#### WHAT YOU HAVE TO DO:
Rewrite the listing below as a Markdown table with the columns Row and Line, covering the stretch from its start through the line that contains "pixel 83 598", one numbered row per line and no blank lines. Leave out the pictures.

#### SUPPLIED MATERIAL:

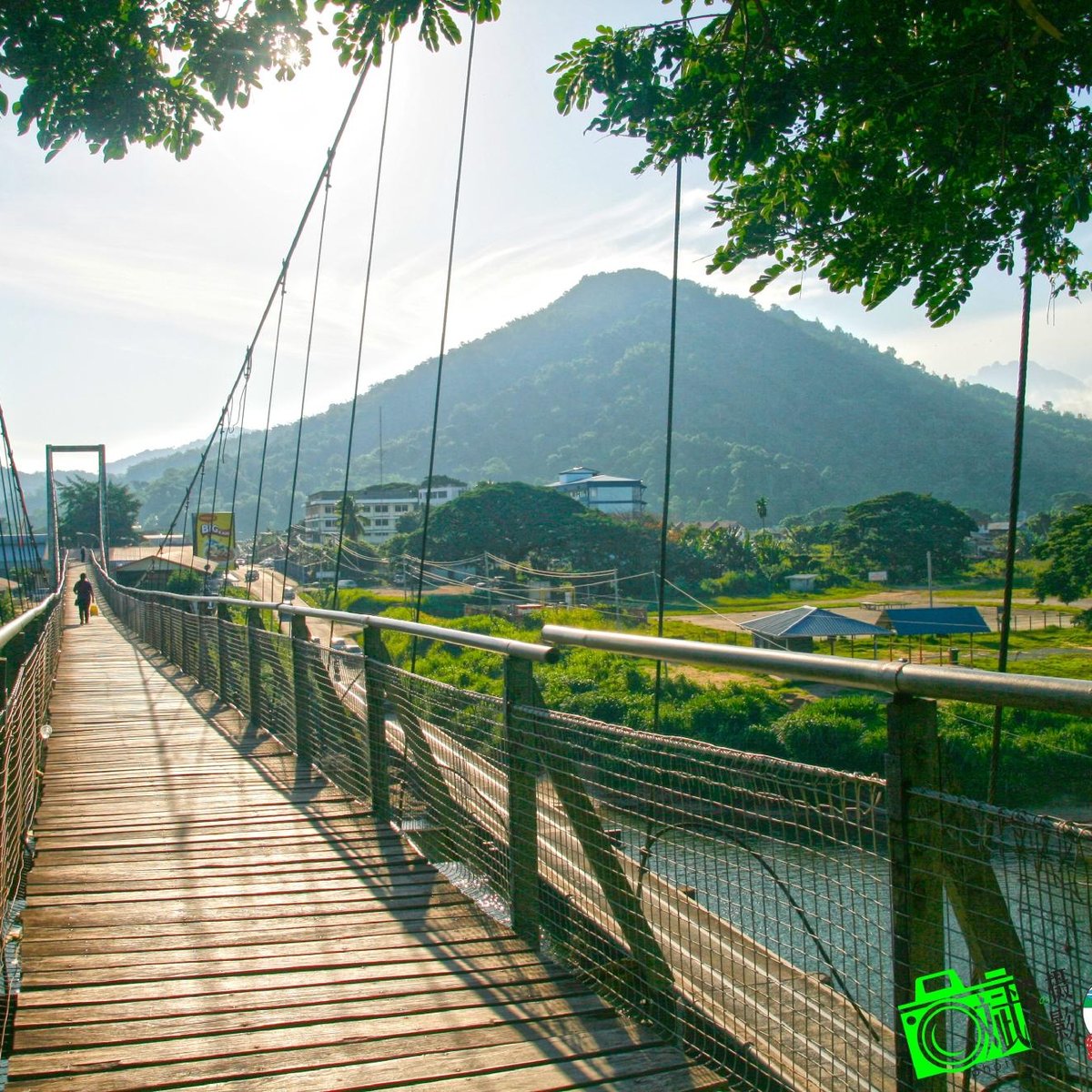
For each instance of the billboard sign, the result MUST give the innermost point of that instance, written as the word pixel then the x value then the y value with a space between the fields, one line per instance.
pixel 213 535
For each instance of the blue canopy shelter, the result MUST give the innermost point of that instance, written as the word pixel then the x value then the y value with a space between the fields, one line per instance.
pixel 936 622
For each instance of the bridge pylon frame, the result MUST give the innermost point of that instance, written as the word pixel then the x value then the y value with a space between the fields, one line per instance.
pixel 53 521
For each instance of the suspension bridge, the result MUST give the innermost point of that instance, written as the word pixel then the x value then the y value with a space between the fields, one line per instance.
pixel 239 858
pixel 234 857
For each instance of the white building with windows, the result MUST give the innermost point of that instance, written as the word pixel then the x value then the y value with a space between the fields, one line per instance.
pixel 379 507
pixel 615 496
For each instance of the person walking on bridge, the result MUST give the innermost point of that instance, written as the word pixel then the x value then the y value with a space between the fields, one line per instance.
pixel 83 598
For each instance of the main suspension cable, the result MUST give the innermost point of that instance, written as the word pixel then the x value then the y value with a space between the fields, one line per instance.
pixel 662 584
pixel 443 332
pixel 278 284
pixel 359 342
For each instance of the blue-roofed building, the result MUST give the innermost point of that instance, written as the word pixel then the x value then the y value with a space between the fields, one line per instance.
pixel 934 622
pixel 616 496
pixel 794 631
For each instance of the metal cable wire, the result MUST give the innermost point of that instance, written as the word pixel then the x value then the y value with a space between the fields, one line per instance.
pixel 364 315
pixel 669 434
pixel 443 323
pixel 307 370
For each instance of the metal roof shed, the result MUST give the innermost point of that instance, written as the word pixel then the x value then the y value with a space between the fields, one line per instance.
pixel 795 629
pixel 936 622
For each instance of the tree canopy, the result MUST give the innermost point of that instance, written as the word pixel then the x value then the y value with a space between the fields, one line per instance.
pixel 882 145
pixel 157 72
pixel 1068 549
pixel 896 531
pixel 879 143
pixel 79 511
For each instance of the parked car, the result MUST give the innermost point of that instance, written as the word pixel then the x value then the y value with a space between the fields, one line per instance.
pixel 347 647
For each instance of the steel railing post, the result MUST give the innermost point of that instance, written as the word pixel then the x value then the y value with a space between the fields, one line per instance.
pixel 379 780
pixel 255 663
pixel 301 689
pixel 917 905
pixel 223 621
pixel 522 802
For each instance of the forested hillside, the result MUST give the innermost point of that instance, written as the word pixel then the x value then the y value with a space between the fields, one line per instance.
pixel 765 404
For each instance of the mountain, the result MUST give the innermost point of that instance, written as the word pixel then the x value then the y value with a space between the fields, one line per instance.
pixel 1044 385
pixel 765 404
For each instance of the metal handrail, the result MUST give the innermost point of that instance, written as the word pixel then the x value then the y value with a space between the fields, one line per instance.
pixel 14 628
pixel 955 683
pixel 503 647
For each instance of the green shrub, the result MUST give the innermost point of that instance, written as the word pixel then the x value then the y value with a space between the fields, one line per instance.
pixel 846 733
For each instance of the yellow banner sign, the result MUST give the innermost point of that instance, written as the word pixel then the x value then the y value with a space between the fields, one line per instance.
pixel 213 535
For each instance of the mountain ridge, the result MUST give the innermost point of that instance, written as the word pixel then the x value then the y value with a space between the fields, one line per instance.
pixel 765 404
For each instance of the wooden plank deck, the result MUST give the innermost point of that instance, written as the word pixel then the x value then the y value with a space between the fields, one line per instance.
pixel 202 915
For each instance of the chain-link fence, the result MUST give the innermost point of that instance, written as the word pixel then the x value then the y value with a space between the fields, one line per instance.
pixel 25 700
pixel 796 926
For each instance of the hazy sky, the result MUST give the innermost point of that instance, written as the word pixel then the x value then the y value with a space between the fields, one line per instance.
pixel 129 290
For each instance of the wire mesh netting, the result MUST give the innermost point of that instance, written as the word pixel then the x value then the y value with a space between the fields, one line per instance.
pixel 1014 934
pixel 449 789
pixel 754 888
pixel 23 732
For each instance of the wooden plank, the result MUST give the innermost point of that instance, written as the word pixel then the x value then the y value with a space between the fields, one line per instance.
pixel 192 921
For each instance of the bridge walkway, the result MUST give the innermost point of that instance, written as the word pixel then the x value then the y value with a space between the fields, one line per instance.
pixel 203 915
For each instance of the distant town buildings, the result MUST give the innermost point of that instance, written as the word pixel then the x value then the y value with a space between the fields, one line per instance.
pixel 615 496
pixel 380 507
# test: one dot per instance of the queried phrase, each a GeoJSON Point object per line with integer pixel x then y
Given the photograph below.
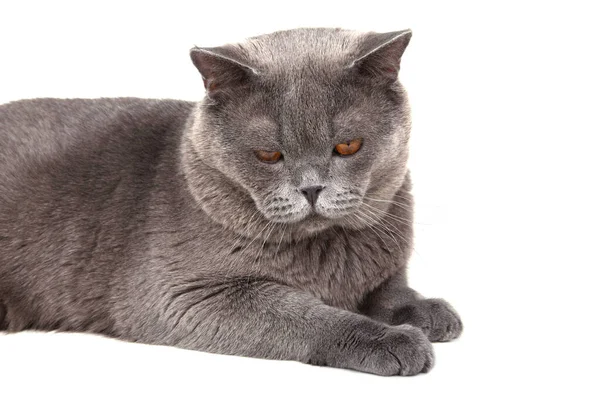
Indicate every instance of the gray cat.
{"type": "Point", "coordinates": [273, 219]}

#### RESPONSE TO THE TASK:
| Row | Line |
|---|---|
| 1 | For each instance of the billboard sign, the result MUST give the innermost point of that instance, written as the word pixel then the x value then the y value with a space between the fields, one line per instance. |
| 2 | pixel 213 535 |
| 3 | For each instance of the blue canopy shelter, the result MUST give the innermost point of that instance, written as the word pixel then the x value then the y value with a space between the fields, one line per instance. |
| 4 | pixel 936 622 |
| 5 | For each instance of the bridge pylon frame, the result MUST give the innermost point of that instance, written as the word pixel then the x value then the y value with a space between the fields, one line per instance. |
| 6 | pixel 53 521 |
| 7 | For each instance of the suspension bridge, the result MUST give the innermost point of that instance, written as the word pixel then the x value then the y value with a space between the fields, one line per instance. |
| 8 | pixel 239 858 |
| 9 | pixel 234 857 |
| 10 | For each instance of the white building with windows, the result MUST give the innermost point of that instance, written as the word pixel then the x value then the y value with a space between the fields, one line per instance. |
| 11 | pixel 379 507 |
| 12 | pixel 615 496 |
| 13 | For each instance of the person walking on bridge, the result MUST give the innermost point of that instance, written as the word pixel then the x value then the y value with a space between the fields, one line per instance. |
| 14 | pixel 83 598 |